# [Work order]
Every line of the following records that includes "below" should be copied.

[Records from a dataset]

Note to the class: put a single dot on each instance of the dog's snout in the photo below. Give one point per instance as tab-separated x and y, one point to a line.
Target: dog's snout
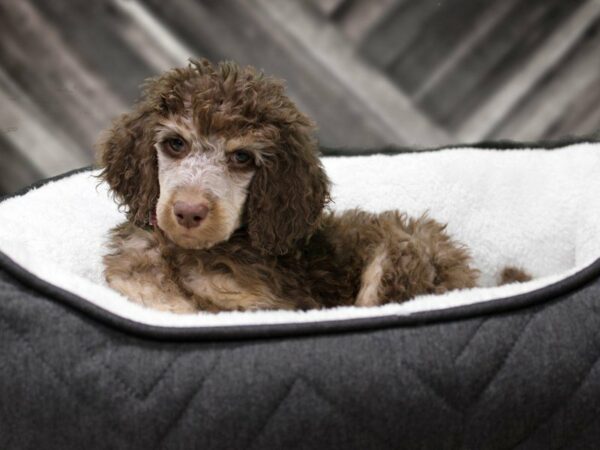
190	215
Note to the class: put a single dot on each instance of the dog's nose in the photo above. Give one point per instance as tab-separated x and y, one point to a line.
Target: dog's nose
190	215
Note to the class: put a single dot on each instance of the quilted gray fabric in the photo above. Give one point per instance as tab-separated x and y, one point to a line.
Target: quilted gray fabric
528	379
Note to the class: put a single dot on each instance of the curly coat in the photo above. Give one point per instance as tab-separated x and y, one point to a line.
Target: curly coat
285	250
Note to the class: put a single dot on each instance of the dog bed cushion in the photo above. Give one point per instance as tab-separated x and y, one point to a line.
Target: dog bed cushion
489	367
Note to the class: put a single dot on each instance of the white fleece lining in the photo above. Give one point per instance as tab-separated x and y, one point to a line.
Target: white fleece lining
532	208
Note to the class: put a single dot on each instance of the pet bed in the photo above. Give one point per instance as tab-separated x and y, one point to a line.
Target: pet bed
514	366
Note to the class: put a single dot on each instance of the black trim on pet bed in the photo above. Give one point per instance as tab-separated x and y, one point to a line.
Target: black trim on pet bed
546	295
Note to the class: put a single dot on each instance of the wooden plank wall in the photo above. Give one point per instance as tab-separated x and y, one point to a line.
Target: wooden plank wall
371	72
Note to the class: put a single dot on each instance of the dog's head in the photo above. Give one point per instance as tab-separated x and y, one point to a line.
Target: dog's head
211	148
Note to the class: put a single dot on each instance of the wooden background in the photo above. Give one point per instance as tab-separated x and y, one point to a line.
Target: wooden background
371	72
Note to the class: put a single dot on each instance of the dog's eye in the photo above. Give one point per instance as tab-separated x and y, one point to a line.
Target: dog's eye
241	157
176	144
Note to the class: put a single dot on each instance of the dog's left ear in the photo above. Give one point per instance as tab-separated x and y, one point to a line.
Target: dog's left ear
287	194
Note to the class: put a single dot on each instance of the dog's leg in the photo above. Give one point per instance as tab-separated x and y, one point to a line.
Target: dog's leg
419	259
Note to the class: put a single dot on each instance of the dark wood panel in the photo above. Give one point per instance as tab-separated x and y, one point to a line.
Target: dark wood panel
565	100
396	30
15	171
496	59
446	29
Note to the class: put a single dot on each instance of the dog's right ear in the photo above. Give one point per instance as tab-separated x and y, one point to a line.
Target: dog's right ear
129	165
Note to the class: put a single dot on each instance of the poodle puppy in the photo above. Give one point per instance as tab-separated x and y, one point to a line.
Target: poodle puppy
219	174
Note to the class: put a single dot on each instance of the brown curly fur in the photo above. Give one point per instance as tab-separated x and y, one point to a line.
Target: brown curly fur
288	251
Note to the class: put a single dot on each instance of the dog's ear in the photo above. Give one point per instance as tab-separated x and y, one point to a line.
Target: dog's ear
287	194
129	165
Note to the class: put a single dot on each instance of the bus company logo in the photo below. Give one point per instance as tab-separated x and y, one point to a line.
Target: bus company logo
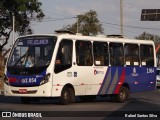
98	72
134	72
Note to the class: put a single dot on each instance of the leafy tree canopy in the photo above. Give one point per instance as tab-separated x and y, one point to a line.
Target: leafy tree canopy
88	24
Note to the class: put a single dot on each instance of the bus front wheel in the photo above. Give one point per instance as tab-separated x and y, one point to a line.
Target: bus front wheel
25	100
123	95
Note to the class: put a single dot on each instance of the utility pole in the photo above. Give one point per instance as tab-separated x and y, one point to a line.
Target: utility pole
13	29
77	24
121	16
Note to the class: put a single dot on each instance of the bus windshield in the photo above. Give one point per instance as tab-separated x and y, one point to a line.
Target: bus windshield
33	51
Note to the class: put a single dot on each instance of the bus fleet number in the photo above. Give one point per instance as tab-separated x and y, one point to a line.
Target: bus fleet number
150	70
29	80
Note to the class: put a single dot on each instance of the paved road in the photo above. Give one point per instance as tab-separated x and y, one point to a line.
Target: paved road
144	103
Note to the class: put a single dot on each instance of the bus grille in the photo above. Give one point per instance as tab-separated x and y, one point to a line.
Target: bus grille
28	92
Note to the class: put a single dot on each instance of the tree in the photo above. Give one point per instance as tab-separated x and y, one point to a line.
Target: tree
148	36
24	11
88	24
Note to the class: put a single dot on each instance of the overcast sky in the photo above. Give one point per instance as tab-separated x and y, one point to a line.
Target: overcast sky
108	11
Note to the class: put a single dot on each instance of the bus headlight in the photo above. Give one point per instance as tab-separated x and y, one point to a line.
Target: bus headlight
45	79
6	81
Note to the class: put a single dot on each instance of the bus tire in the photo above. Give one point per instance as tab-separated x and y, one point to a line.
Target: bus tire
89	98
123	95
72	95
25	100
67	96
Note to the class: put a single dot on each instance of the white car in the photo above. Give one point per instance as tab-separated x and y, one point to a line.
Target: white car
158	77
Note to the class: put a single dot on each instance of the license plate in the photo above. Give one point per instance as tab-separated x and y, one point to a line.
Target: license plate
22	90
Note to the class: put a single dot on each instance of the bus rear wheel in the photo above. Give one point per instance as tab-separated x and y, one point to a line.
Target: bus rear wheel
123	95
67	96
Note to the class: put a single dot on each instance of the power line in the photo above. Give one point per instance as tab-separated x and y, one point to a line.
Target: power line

# [Answer section]
Note to the class: put a single dot on each instance of the dog's snout in the photo below. Give one point per instance as tab-separated x and y, one point to a line.
Note to the class: put a single dot on each instance of the bus company logo in the photo below. Give one point per instance as tab-separated x and y, one point to a line.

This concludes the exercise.